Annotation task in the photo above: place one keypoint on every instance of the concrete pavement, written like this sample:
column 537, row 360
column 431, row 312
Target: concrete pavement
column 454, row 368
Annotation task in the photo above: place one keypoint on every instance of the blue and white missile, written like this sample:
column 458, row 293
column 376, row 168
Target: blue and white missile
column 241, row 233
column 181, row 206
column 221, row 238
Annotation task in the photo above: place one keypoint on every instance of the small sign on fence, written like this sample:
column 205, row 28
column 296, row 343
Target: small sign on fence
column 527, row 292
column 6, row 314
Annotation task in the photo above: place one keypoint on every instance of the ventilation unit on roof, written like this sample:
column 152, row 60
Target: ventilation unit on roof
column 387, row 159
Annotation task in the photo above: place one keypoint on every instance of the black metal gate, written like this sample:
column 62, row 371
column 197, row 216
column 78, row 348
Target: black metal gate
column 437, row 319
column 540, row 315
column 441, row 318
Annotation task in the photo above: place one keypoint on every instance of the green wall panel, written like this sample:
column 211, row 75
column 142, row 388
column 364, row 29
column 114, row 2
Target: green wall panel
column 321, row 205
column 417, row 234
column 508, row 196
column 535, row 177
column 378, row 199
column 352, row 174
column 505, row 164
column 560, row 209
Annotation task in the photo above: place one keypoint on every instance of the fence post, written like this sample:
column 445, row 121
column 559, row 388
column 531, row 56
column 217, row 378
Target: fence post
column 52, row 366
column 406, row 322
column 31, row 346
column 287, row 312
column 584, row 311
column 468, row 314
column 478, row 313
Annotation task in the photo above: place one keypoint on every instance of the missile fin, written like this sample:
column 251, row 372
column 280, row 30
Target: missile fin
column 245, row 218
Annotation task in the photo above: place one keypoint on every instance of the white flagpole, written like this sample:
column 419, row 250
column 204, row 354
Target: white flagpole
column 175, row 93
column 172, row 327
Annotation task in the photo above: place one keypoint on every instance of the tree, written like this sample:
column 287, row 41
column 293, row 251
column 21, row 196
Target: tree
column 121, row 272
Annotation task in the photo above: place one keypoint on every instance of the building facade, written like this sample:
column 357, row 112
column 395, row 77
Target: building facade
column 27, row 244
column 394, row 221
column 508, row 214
...
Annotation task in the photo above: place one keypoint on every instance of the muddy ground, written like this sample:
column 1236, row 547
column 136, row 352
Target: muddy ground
--
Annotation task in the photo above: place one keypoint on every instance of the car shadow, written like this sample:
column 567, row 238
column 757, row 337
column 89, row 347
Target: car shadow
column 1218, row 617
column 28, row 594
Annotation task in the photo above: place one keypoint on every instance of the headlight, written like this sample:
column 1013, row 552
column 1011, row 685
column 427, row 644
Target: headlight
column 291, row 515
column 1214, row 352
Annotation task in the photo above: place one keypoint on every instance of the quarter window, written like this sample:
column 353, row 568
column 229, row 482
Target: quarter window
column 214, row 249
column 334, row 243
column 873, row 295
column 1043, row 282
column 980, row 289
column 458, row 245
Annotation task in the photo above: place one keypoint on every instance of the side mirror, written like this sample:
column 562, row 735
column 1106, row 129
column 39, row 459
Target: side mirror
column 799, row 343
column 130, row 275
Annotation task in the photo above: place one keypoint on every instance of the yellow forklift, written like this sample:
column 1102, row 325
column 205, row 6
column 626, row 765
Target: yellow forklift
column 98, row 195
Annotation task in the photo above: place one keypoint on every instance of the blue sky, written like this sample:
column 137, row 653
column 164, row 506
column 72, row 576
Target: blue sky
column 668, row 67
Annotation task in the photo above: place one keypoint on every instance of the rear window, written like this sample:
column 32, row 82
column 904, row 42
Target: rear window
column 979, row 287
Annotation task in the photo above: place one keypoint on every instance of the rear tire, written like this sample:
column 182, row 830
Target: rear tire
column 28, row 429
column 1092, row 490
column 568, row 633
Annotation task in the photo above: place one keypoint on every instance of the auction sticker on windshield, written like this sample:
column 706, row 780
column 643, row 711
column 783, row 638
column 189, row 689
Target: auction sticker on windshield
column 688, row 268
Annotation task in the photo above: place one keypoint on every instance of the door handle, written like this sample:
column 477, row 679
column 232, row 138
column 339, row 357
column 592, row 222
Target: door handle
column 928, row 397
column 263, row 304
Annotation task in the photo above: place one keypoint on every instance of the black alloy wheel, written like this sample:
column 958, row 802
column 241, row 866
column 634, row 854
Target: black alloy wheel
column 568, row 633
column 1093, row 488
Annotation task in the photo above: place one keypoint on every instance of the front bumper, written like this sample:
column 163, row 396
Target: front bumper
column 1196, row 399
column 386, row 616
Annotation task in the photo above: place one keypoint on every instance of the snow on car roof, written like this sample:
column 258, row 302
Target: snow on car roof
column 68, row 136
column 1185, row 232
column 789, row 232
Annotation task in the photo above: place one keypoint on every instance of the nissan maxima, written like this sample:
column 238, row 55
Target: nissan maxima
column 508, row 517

--- Instructions for the task ---
Reproduce the material from the line containing "car shadow, written" through the line containing "column 130, row 275", inclusive. Substitute "fog lamp" for every occurrence of "headlight" and leave everything else unchanged.

--- The solution ---
Annotation task in the photo above: place one keypoint on every instance of the car shadow, written like this sample:
column 567, row 238
column 757, row 337
column 89, row 347
Target: car shadow
column 1218, row 617
column 28, row 594
Annotation task in the photo above: place one keypoint on every instance of the fog lamp, written like this sample:
column 1013, row 552
column 1011, row 685
column 427, row 644
Target: fog lamp
column 291, row 515
column 1214, row 352
Annotation task in the photo above: place one keypoint on every instance of the quarter window, written like this sample:
column 353, row 568
column 229, row 482
Target: quarter window
column 214, row 249
column 334, row 243
column 873, row 295
column 1043, row 282
column 980, row 289
column 458, row 245
Annotation task in the photo above: place one keypoint on every instance of the side mirror, written like this sample:
column 562, row 735
column 1106, row 129
column 39, row 459
Target: side mirror
column 799, row 343
column 130, row 275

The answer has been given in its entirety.